**** Página ****

O antigo presidente do Partido Social Democrata (PSD), Rui Rio, considerou, na sexta-feira, que o primeiro-ministro, Luís Montenegro, deveria propor a exoneração da procuradora-geral da República, Lucília Gago, ao Presidente da República, Marcelo Rebelo de Sousa, tendo em conta “a situação da Justiça” em Portugal.
O chefe de Estado, por seu turno, deveria convocar o Conselho de Estado para analisar a matéria que, na ótica do social democrata, “merece uma atenção especial”.
Confrontado com notícias que indicavam que, a seu ver, Luís Montenegro já deveria ter exonerado Lucília Gago, Rui Rio foi taxativo em negar e esclarecer as alegadas declarações.
“Tenho uma experiência enorme nisso. Um canal disse uma coisa que eu não disse e, depois, comenta-se em cima do que eu não disse, [mas] passei a dizer. Nunca disse que o primeiro-ministro devia demitir a PGR, até por uma simples razão: o primeiro-ministro não tem poderes para demitir a PGR. O primeiro-ministro pode é propor ao Presidente da República a sua exoneração”, disse, em entrevista à CNN Portugal.
O economista, que integra o grupo de 50 personalidades de diversos quadrantes que assinaram um manifesto em defesa de um "sobressalto cívico" que acabe com a "preocupante inércia" dos agentes políticos relativamente à reforma da Justiça apontou ainda que, caso não o venha a fazer, o chefe do Governo “há-de ter uma razão”, quanto mais não seja o final do mandato da responsável, que chegará em outubro.
“O Governo anterior, ‘atacado’ pela PGR, estava obviamente impedido de pedir a demissão da senhora procuradora. Este Governo é diferente. O que digo é, se não o faz, há-de ter uma razão”, indicou.
De qualquer modo, Rui Rio esclareceu que Marcelo, por seu lado, deveria convocar o Conselho de Estado “a analisar o estado da Justiça em Portugal”, cujos problemas “merecem uma atenção especial do Presidente da República”.
“Tem de fazer alguma coisa. […] O que acho que deveria acontecer [é] pôr o Conselho de Estado a analisar o estado da Justiça em Portugal e, se o Conselho de Estado entender que a senhora procuradora não tem condições para continuar e que se devia demitir, coloca-lhe uma pressão em cima ainda maior do que a que já tem”, esclareceu.
Nessa linha, o social democrata recordou o processo da Operação Influencer, no qual o antigo primeiro-ministro, António Costa, foi implicado, e que levou à queda do Governo maioritário dos socialistas, mas que, ao fim de seis meses, mostrou poucos avanços.

**** Registos guardados ****

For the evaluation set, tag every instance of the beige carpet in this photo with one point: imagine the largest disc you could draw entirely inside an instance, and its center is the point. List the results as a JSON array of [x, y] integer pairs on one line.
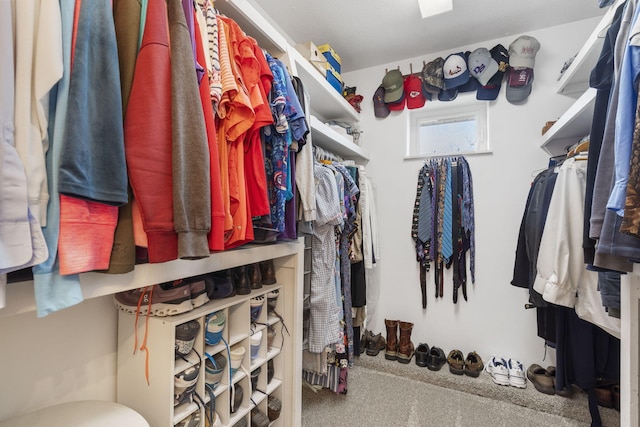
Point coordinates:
[[386, 393]]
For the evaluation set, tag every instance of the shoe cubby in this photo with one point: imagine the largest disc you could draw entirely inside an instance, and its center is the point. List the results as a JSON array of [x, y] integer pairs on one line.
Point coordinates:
[[147, 347]]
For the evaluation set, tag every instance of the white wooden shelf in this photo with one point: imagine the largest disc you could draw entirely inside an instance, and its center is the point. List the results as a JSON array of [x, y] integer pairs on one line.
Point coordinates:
[[332, 141], [20, 297], [254, 23], [575, 80], [574, 124], [325, 101]]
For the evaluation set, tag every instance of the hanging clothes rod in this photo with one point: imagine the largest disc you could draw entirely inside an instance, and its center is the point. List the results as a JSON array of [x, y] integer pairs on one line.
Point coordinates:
[[322, 154]]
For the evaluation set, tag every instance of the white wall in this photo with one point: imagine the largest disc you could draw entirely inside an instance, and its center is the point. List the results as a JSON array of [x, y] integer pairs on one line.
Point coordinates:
[[493, 320], [69, 355]]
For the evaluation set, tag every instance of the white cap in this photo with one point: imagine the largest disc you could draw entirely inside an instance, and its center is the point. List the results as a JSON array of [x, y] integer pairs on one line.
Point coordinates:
[[522, 52]]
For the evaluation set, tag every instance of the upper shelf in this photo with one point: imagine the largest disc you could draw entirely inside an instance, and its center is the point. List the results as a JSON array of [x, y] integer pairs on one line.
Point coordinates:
[[574, 124], [254, 24], [575, 80], [332, 141], [20, 298], [326, 102]]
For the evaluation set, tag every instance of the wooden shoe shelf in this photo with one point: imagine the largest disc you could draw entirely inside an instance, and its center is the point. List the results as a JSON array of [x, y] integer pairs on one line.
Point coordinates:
[[154, 400]]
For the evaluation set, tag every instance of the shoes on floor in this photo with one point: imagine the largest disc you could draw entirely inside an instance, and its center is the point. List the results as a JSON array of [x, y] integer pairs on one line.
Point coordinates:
[[604, 396], [615, 389], [567, 391], [422, 354], [455, 359], [436, 359], [375, 344], [497, 369], [185, 337], [473, 365], [540, 379], [517, 377], [364, 341]]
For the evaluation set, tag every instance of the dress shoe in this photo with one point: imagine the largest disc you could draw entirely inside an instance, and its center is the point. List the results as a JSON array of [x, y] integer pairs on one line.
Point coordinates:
[[241, 280], [540, 379], [375, 344], [436, 359], [422, 353], [255, 277], [391, 350], [268, 272], [405, 346]]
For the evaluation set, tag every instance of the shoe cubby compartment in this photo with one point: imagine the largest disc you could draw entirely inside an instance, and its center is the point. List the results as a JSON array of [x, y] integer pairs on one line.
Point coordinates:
[[276, 380], [238, 320], [277, 422], [154, 399], [245, 404]]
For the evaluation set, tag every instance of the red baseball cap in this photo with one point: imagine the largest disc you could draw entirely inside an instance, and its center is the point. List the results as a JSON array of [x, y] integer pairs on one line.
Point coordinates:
[[413, 92]]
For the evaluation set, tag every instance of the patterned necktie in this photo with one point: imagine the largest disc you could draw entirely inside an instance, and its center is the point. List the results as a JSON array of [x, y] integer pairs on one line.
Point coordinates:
[[447, 247]]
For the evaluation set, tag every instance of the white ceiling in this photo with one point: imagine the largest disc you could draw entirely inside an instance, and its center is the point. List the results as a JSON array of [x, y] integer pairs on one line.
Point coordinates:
[[373, 32]]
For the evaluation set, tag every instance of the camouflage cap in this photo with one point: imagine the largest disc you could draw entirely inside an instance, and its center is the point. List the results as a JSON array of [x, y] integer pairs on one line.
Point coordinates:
[[433, 76]]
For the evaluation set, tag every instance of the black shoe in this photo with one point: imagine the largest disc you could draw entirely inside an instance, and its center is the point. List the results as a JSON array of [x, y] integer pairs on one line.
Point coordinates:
[[375, 344], [268, 272], [436, 359], [255, 277], [422, 353], [241, 280]]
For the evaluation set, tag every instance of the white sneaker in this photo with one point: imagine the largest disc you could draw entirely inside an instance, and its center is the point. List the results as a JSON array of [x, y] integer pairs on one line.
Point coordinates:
[[497, 368], [517, 377]]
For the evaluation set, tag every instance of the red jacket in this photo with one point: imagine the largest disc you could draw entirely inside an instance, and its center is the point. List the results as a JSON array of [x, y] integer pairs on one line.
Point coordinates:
[[147, 132]]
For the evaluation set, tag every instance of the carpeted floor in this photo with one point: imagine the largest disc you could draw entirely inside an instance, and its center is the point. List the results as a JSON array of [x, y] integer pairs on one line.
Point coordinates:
[[385, 393]]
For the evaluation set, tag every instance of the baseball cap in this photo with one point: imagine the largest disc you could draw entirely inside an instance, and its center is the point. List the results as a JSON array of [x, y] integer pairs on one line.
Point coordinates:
[[455, 71], [519, 83], [481, 65], [432, 75], [398, 105], [393, 84], [380, 109], [413, 92], [522, 51], [490, 91], [447, 94]]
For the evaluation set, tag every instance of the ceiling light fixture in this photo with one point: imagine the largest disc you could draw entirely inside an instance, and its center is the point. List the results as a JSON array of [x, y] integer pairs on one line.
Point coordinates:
[[430, 8]]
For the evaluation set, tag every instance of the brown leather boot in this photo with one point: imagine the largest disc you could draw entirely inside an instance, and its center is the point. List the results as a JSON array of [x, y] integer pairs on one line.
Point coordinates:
[[405, 347], [391, 350]]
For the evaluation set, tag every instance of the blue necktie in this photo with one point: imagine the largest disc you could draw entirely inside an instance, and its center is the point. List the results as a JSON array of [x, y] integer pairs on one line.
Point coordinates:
[[447, 247]]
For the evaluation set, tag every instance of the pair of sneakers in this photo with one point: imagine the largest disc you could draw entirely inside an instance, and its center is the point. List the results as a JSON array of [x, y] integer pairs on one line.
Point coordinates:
[[166, 299], [507, 373]]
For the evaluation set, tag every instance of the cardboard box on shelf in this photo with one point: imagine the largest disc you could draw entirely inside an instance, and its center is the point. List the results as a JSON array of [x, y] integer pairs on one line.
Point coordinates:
[[332, 57], [310, 52], [334, 80]]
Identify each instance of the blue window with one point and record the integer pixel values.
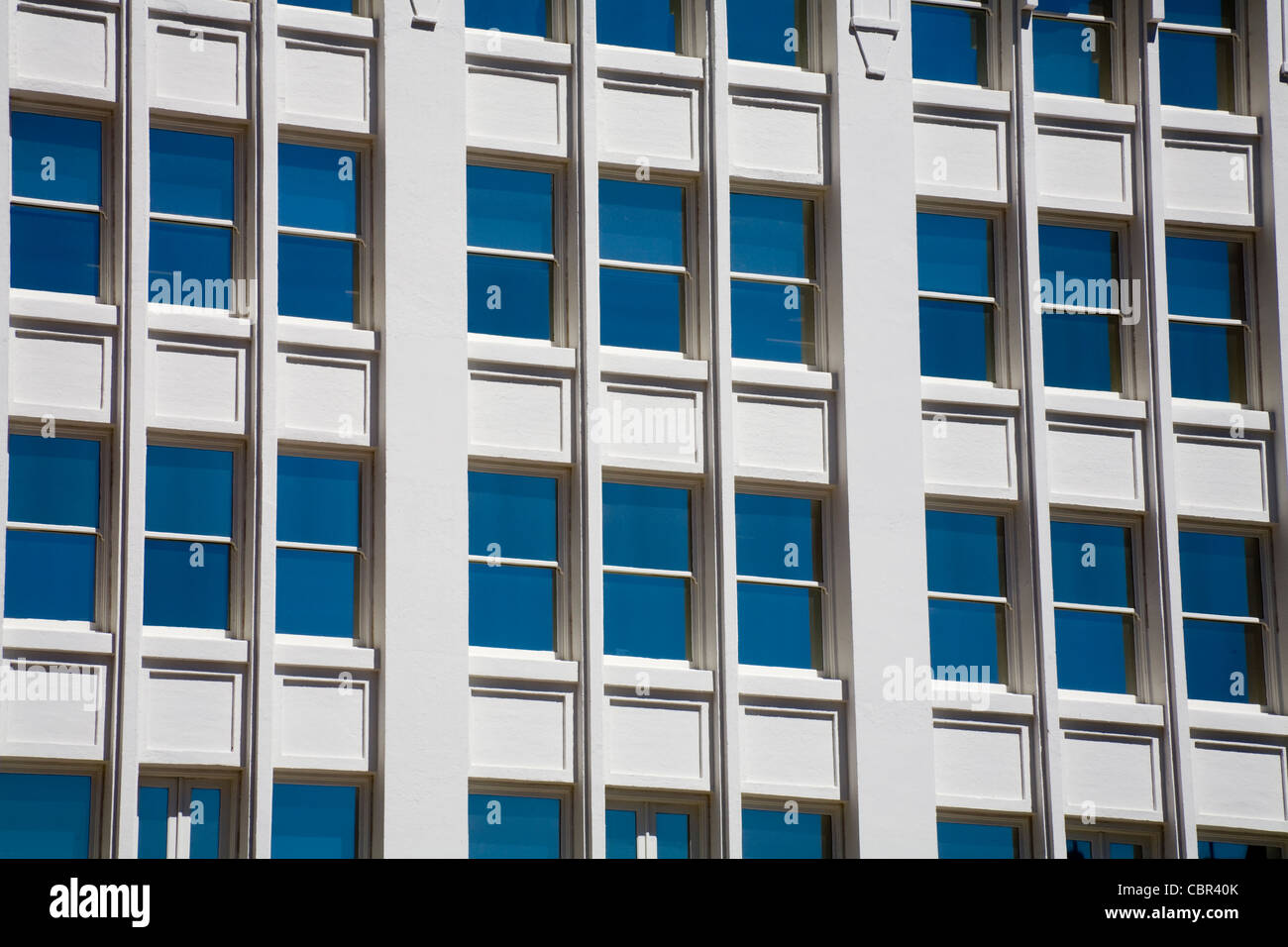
(786, 834)
(1072, 48)
(1223, 609)
(318, 545)
(188, 523)
(647, 571)
(505, 826)
(966, 574)
(769, 31)
(1197, 62)
(318, 240)
(978, 840)
(780, 579)
(514, 561)
(527, 17)
(1081, 305)
(193, 221)
(1095, 617)
(44, 815)
(1209, 318)
(954, 275)
(510, 236)
(642, 24)
(949, 43)
(642, 275)
(773, 278)
(56, 202)
(52, 541)
(314, 821)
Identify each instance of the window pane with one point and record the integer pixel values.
(778, 625)
(509, 296)
(189, 489)
(514, 826)
(647, 616)
(948, 44)
(786, 834)
(75, 268)
(44, 815)
(55, 158)
(50, 575)
(619, 825)
(154, 822)
(509, 209)
(53, 479)
(184, 586)
(1220, 575)
(973, 840)
(192, 174)
(314, 821)
(316, 592)
(640, 311)
(511, 607)
(514, 515)
(318, 500)
(317, 187)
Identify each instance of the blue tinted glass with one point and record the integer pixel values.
(965, 553)
(204, 823)
(619, 825)
(647, 527)
(1197, 71)
(773, 322)
(1070, 58)
(1223, 661)
(640, 311)
(184, 586)
(44, 815)
(314, 821)
(1205, 277)
(1220, 575)
(948, 44)
(954, 254)
(647, 616)
(33, 263)
(316, 592)
(513, 515)
(318, 500)
(56, 158)
(1093, 564)
(526, 17)
(509, 296)
(1081, 351)
(777, 625)
(966, 639)
(772, 236)
(1207, 363)
(509, 209)
(53, 480)
(971, 840)
(154, 822)
(50, 575)
(1091, 651)
(189, 489)
(317, 188)
(777, 536)
(956, 341)
(511, 607)
(316, 277)
(769, 834)
(514, 826)
(192, 174)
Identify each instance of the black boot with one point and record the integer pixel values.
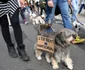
(12, 51)
(22, 53)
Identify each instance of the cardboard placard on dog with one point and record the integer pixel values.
(45, 44)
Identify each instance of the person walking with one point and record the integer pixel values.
(82, 6)
(64, 9)
(11, 8)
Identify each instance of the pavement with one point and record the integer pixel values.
(29, 37)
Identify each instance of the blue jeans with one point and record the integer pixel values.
(82, 6)
(64, 8)
(75, 9)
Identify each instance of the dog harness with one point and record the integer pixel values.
(8, 8)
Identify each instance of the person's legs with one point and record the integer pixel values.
(23, 15)
(18, 36)
(82, 5)
(6, 35)
(50, 13)
(64, 8)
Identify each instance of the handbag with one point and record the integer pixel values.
(57, 11)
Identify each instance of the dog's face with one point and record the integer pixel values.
(65, 37)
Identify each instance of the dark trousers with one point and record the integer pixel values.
(42, 10)
(16, 27)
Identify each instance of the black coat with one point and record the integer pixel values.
(3, 1)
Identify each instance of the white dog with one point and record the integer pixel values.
(36, 19)
(63, 40)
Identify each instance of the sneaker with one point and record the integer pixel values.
(49, 30)
(25, 22)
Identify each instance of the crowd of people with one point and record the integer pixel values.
(13, 7)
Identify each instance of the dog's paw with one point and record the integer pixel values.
(69, 63)
(55, 66)
(70, 67)
(39, 58)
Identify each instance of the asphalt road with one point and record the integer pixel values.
(29, 37)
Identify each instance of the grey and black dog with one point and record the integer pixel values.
(63, 40)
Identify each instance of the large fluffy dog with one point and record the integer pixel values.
(63, 40)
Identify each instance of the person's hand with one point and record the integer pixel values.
(50, 3)
(36, 19)
(69, 2)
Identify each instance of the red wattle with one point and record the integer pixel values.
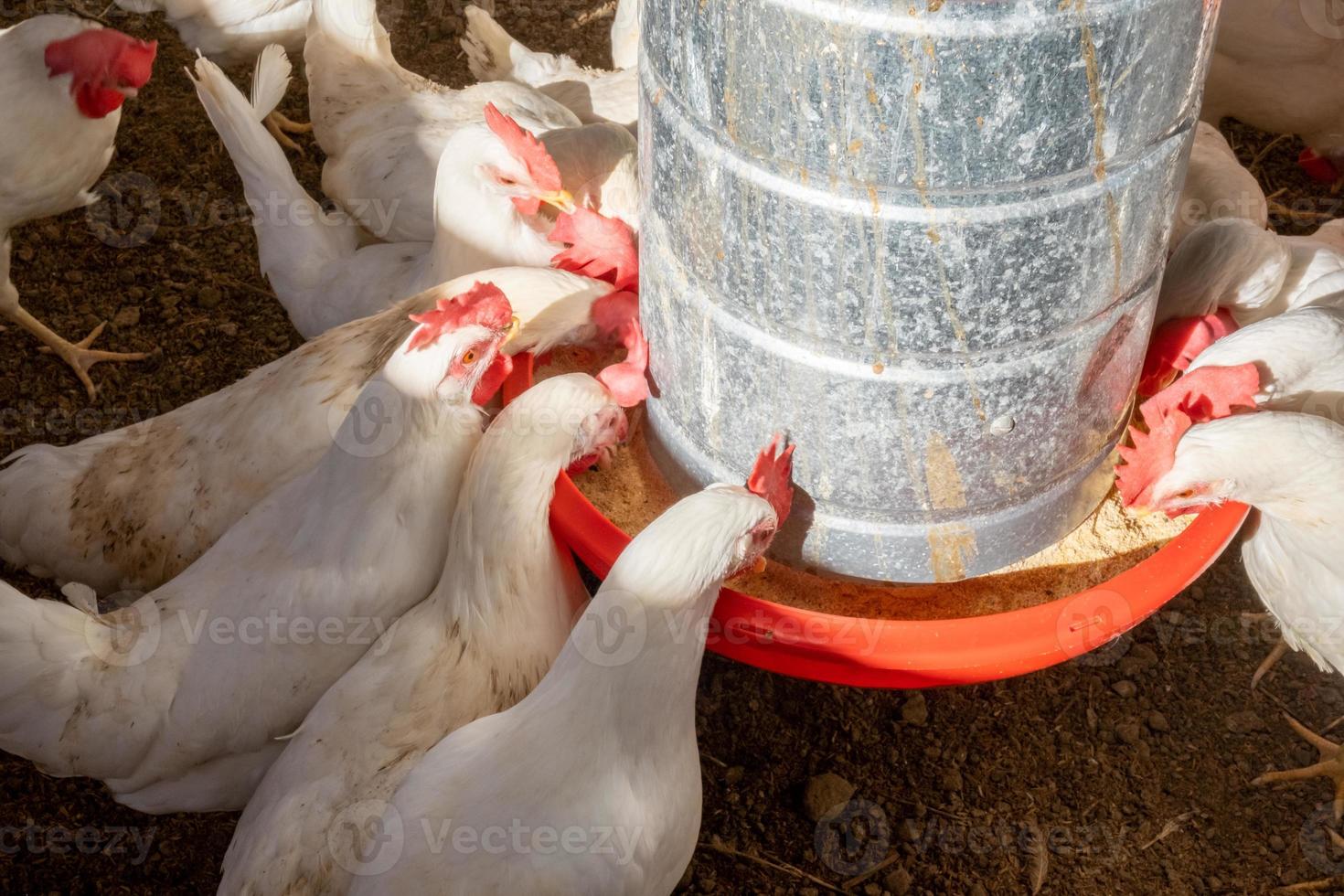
(1317, 168)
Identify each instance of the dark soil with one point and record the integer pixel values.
(1126, 772)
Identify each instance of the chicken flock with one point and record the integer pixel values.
(515, 229)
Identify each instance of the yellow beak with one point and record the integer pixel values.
(560, 200)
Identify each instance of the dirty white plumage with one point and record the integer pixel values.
(131, 508)
(475, 646)
(1300, 357)
(625, 35)
(385, 128)
(231, 31)
(603, 746)
(1250, 272)
(592, 94)
(315, 262)
(1275, 66)
(1217, 186)
(51, 155)
(1290, 469)
(176, 700)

****

[Pedido 1] Enumera todas as pessoas identificadas pelo nome na notícia sobre Rui Rio e a Justiça, cada uma com o cargo que a notícia lhe atribui.
[Pedido 2] Prossegue a notícia sobre Rui Rio e a Justiça a partir da última frase apresentada.

[Resposta 1]
- Rui Rio: antigo presidente do Partido Social Democrata (PSD)
- Luís Montenegro: primeiro-ministro
- Lucília Gago: procuradora-geral da República
- Marcelo Rebelo de Sousa: Presidente da República
- António Costa: antigo primeiro-ministro

[Resposta 2]
“O anterior primeiro-ministro anunciou a sua demissão há seis meses. Durante estes seis meses, não se dignaram chamá-lo, ouvi-lo, fazer nada. É por falta de meios? É porque não têm uma sala onde não chove que não ouviram o ex-primeiro-ministro? Não há um funcionário para o convocar? Não há um procurador para o interrogar? Parece que querem que comamos gelados com a testa”, atirou.
“Fui arguido oito vezes. Oito vezes. Não deu acusação, não deu nada; deu espetáculo”
Quanto ao porquê do manifesto em si, Rui Rio justificou que, “se o poder político não faz nada, se mostra falta de vontade, falta de coragem, deve a sociedade civil provocar esse sobressalto cívico”, já que “quando nos candidatamos a um cargo [político] é para resolver os problemas”.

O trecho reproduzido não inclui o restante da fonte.